- **SELECTED EXCERPT**:
+--
Quiet Intimacy and Unflagging Power in Demidenko Recital

United KingdomUnited Kingdom Glinka, Kallinov, Blumenfeld, Chopin, Liszt: Nikolai Demidenko, piano, Dora Stoutzker Hall, Royal Welsh College of Music and Drama, Cardiff, 1.2.2015. (NR)

Glinka, Nocturne in F minor
Kallinikov, Nocturne in F sharp major
Blumenfeld, Notturno-Fantasia in E major, op. 20
Chopin, Nocturnes in C minor, op. 48 no. 1, F sharp minor, op. 48 no. 2, in E flat major, op. 55 no.2, in C sharp minor, op. post.
Liszt, Ballade no. 1 in D flat
Sonata in B minor


Nikolai Demidenko’s recital in the fine new concert hall of the Royal Welsh College was both powerful and absorbing. Having been accidentally sent the wrong schedule and as a result starting twenty minutes late didn’t seem to bother him; he immediately won the restive audience over by recalling a time when he arrived at a premiere symphony hall just in time for his performance of Rachmaninov 2, only for the orchestra to launch into Rachmaninov 3.
+--
- **SUPPLIED DATA**:
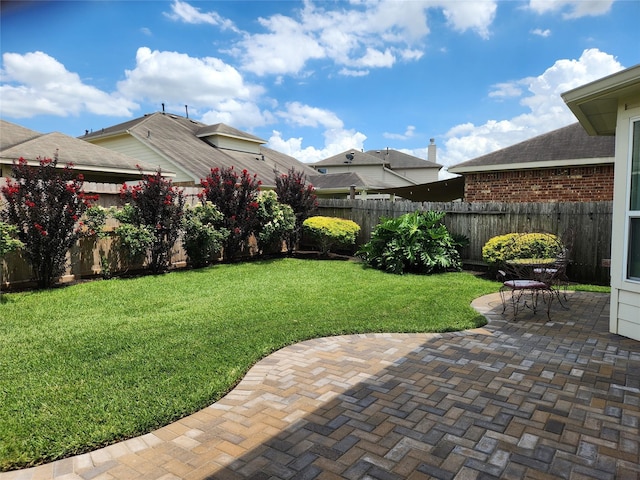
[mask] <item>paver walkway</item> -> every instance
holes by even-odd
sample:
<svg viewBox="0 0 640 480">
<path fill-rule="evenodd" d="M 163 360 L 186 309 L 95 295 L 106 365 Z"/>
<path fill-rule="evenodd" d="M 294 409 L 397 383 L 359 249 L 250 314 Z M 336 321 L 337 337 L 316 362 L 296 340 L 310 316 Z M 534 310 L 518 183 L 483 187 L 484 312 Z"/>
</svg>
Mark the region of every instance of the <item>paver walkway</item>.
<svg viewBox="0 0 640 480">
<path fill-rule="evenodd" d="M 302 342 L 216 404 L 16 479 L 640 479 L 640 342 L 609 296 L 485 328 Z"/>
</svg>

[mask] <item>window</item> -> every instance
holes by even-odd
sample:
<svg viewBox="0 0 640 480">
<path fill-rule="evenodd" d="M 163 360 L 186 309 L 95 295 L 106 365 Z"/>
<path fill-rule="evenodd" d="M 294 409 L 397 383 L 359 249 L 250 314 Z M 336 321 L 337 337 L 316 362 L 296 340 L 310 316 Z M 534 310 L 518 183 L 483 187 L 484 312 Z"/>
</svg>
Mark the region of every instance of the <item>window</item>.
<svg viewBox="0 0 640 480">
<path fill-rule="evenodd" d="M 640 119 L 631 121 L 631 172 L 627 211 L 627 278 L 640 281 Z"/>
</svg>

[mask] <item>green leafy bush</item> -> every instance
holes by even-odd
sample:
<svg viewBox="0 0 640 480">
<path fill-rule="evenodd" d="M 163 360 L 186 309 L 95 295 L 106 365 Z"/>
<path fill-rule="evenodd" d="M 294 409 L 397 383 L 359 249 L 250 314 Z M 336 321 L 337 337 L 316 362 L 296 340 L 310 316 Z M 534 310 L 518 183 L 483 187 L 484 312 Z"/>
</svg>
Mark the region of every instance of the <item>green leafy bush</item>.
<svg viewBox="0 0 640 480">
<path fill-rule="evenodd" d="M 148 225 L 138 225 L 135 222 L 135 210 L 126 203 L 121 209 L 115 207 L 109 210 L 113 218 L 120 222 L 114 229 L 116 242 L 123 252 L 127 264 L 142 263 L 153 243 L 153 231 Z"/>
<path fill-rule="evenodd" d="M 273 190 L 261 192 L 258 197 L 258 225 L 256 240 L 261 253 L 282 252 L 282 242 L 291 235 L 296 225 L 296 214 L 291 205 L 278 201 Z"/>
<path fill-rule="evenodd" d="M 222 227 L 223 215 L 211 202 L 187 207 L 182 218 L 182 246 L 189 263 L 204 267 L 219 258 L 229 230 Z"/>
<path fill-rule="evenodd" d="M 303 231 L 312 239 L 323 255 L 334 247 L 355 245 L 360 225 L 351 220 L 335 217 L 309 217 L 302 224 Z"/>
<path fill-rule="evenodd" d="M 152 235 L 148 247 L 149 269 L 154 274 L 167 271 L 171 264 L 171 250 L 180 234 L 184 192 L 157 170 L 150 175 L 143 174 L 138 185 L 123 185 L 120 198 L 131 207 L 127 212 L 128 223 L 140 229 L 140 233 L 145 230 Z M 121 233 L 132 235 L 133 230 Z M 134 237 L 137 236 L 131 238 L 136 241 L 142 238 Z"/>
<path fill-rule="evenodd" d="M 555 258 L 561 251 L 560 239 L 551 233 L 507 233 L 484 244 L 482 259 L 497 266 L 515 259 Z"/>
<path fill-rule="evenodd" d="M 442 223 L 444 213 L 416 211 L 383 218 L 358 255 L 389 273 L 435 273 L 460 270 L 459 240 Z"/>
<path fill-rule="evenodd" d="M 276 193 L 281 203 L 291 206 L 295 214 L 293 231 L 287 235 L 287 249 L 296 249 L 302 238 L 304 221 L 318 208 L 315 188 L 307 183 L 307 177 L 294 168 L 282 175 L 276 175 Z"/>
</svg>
+--
- **WORK REQUIRED**: Can you reproduce, word for word, the part of the Demidenko recital review between "Quiet Intimacy and" and "Cardiff, 1.2.2015. (NR)", inclusive?

- **TASK OUTPUT**:
Quiet Intimacy and Unflagging Power in Demidenko Recital

United KingdomUnited Kingdom Glinka, Kallinov, Blumenfeld, Chopin, Liszt: Nikolai Demidenko, piano, Dora Stoutzker Hall, Royal Welsh College of Music and Drama, Cardiff, 1.2.2015. (NR)